WRITTEN TASK
Reproduce the following text about the London Studios word for word, in full.
== EXTRACTED TEXT ==
Studio 8 –  – This studio was located beside the main complex in the building known as Gabriel’s Wharf. Daytime show This Morning occupied this studio after the show moved to London from Liverpool in 1996. It had four large one-way mirrored windows overlooking the Thames which appeared silver from the outside, restricting people being able to see in from the outside and reducing glare inside.
Studio 9 – This small studio was used when ITV2 used in-vision announcers and was located next to studio 7. It was used for the studio's tapeless recording system allowing editors to edit programmes shortly after they were recorded.
Studio 10 – Studio 10 was on the 10th floor of the tower and was used for London’s weekend and Friday evening’s local news (produced originally by LWT) as well as Crime Monthly before studio 7 was built. This studio was equipped with Phillips cameras and a show entitled Talk TV was output from here for Talk Digital Channel before the studio was converted into offices in 2003. The studio was visible from the South Bank by looking towards the tower with your back facing St. Paul's Cathedral and noting the studio’s windows (which are slightly blue and clearer in comparison to the other windows).

ITV
The studios were originally built by the London weekend ITV franchise holder, London Weekend Television (LWT). In 1991, Carlton Television won the London weekday franchise from Thames Television, but unlike Thames, Carlton had no studios of its own. Carlton rented space from The London Studios from 1993 for its own post-production and continuity facilities. This arrangement continued until 2002, when an agreement was reached for Carlton to be permanently based within space used by LWT; in the intervening years LWT had been taken over by Granada plc, and a close relationship had developed between Granada and Carlton. This led to consolidation within the ITV network and an agreement for the two to work together as ITV London.
===
== EXCERPTED DATA ==
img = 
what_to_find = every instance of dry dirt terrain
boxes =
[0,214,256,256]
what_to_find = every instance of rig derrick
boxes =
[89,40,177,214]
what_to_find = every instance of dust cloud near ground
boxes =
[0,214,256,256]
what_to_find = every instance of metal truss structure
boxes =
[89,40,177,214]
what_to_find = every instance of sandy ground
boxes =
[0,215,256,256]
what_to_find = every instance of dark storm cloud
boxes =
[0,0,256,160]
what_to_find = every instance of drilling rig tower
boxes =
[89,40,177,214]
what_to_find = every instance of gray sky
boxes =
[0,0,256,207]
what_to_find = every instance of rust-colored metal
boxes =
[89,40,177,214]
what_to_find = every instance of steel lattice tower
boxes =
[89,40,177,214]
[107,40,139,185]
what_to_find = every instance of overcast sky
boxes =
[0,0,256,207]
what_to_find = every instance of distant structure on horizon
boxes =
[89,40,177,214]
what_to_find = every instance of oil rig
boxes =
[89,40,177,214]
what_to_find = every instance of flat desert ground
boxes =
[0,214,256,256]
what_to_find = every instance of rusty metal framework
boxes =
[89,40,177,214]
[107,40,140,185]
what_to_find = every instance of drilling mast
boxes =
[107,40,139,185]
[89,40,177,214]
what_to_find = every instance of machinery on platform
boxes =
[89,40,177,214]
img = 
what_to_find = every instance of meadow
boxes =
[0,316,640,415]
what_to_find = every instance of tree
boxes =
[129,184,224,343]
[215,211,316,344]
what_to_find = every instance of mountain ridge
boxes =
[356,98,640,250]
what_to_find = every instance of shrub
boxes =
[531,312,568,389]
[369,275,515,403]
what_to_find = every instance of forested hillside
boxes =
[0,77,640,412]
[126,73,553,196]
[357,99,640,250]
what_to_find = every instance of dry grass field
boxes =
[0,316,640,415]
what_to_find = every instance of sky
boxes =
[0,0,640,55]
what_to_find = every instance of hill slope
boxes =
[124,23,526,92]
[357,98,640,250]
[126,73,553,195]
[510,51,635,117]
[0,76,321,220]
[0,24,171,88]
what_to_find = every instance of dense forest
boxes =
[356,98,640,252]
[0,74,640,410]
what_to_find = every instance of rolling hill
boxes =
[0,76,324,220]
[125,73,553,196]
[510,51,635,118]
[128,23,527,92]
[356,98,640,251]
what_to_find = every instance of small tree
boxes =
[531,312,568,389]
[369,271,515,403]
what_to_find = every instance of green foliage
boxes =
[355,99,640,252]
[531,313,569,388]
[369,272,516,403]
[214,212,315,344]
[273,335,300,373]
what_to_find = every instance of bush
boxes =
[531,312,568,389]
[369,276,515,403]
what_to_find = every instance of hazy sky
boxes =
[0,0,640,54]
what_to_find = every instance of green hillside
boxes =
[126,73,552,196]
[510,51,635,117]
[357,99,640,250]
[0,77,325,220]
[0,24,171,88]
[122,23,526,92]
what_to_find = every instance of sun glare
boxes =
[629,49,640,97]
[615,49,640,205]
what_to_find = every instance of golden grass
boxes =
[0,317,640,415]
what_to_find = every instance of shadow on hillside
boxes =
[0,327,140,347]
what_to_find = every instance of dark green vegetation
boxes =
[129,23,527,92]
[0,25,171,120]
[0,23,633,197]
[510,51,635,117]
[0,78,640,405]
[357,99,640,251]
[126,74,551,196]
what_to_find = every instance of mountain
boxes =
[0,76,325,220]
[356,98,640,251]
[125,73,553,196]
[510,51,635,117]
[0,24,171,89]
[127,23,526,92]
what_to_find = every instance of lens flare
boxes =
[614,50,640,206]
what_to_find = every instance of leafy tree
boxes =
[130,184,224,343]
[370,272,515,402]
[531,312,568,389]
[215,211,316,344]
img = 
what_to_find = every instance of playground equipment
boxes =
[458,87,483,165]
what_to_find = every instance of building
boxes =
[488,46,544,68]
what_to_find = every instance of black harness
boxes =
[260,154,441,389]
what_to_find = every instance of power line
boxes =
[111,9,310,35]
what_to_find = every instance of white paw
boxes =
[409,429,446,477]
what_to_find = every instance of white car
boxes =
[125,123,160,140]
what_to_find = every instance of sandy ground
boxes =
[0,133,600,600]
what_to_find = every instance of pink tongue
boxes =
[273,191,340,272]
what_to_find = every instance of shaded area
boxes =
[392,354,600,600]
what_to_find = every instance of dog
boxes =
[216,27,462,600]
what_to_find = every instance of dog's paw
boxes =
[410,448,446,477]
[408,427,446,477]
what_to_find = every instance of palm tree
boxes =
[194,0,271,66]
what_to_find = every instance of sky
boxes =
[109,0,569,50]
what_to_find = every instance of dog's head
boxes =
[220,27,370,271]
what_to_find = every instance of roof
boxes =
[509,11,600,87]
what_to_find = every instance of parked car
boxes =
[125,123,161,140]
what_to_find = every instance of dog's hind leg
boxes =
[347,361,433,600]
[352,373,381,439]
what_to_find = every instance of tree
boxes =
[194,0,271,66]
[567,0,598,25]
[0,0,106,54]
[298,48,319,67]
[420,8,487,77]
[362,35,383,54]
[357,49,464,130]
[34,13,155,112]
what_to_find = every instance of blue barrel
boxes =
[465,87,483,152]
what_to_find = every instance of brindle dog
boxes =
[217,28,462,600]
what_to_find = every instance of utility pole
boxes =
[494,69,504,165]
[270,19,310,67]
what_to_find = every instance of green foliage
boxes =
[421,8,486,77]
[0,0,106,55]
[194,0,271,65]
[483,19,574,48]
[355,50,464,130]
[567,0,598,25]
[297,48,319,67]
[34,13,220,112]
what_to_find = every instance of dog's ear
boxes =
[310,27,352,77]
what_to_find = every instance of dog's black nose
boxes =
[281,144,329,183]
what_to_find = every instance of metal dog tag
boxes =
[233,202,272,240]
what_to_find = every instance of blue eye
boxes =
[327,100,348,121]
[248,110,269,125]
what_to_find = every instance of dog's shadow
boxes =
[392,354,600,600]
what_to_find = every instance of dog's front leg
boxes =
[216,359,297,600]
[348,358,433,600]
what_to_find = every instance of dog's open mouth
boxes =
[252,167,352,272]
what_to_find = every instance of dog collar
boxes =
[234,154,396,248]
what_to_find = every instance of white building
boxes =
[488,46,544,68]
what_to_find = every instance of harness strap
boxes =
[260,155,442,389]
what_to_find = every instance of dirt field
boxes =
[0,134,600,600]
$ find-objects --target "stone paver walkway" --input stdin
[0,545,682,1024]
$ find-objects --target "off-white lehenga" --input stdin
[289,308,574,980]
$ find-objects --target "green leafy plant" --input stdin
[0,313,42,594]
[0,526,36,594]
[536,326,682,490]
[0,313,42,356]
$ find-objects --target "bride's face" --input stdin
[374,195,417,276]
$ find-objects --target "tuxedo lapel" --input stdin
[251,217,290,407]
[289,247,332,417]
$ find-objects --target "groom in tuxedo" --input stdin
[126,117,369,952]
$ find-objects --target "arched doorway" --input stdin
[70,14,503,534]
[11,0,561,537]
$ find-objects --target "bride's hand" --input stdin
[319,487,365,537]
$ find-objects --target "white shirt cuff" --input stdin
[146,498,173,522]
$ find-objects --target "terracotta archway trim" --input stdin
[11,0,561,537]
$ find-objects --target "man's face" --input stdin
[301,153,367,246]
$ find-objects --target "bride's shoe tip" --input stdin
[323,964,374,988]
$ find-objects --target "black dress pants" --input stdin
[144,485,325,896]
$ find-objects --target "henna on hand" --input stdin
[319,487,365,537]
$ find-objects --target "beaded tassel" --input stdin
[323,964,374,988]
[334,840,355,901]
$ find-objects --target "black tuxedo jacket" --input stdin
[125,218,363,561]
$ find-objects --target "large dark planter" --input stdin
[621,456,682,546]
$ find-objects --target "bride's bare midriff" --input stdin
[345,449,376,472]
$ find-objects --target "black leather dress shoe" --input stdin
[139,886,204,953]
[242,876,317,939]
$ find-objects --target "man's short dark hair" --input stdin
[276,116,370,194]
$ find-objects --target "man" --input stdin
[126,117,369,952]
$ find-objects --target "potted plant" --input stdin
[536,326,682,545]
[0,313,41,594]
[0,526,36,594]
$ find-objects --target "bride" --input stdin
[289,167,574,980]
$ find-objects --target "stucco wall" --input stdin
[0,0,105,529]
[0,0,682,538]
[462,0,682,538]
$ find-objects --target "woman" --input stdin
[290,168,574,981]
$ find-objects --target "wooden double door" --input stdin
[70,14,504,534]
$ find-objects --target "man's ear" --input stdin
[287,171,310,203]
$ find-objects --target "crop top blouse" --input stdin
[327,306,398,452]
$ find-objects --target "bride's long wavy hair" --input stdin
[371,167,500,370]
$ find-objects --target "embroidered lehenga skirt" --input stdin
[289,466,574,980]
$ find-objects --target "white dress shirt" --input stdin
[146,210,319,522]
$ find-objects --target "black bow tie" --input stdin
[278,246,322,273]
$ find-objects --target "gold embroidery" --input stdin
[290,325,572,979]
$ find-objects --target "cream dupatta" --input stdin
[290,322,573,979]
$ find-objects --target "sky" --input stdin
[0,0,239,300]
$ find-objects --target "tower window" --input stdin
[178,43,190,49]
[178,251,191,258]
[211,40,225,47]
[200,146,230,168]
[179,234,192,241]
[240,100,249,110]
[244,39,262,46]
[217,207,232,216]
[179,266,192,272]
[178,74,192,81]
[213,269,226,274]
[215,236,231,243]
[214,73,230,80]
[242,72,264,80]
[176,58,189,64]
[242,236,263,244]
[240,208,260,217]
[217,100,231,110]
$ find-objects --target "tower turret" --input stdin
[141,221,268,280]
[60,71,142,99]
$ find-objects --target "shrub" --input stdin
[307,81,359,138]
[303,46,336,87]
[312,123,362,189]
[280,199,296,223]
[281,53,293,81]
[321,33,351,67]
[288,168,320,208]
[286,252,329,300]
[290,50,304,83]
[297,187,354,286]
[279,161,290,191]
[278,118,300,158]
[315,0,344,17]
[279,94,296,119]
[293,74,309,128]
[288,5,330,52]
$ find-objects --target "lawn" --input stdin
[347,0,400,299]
===
CORRECT ANSWER
Studio 8 –  – This studio was located beside the main complex in the building known as Gabriel’s Wharf. Daytime show This Morning occupied this studio after the show moved to London from Liverpool in 1996. It had four large one-way mirrored windows overlooking the Thames which appeared silver from the outside, restricting people being able to see in from the outside and reducing glare inside.
Studio 9 – This small studio was used when ITV2 used in-vision announcers and was located next to studio 7. It was used for the studio's tapeless recording system allowing editors to edit programmes shortly after they were recorded.
Studio 10 – Studio 10 was on the 10th floor of the tower and was used for London’s weekend and Friday evening’s local news (produced originally by LWT) as well as Crime Monthly before studio 7 was built. This studio was equipped with Phillips cameras and a show entitled Talk TV was output from here for Talk Digital Channel before the studio was converted into offices in 2003. The studio was visible from the South Bank by looking towards the tower with your back facing St. Paul's Cathedral and noting the studio’s windows (which are slightly blue and clearer in comparison to the other windows).

ITV
The studios were originally built by the London weekend ITV franchise holder, London Weekend Television (LWT). In 1991, Carlton Television won the London weekday franchise from Thames Television, but unlike Thames, Carlton had no studios of its own. Carlton rented space from The London Studios from 1993 for its own post-production and continuity facilities. This arrangement continued until 2002, when an agreement was reached for Carlton to be permanently based within space used by LWT; in the intervening years LWT had been taken over by Granada plc, and a close relationship had developed between Granada and Carlton. This led to consolidation within the ITV network and an agreement for the two to work together as ITV London.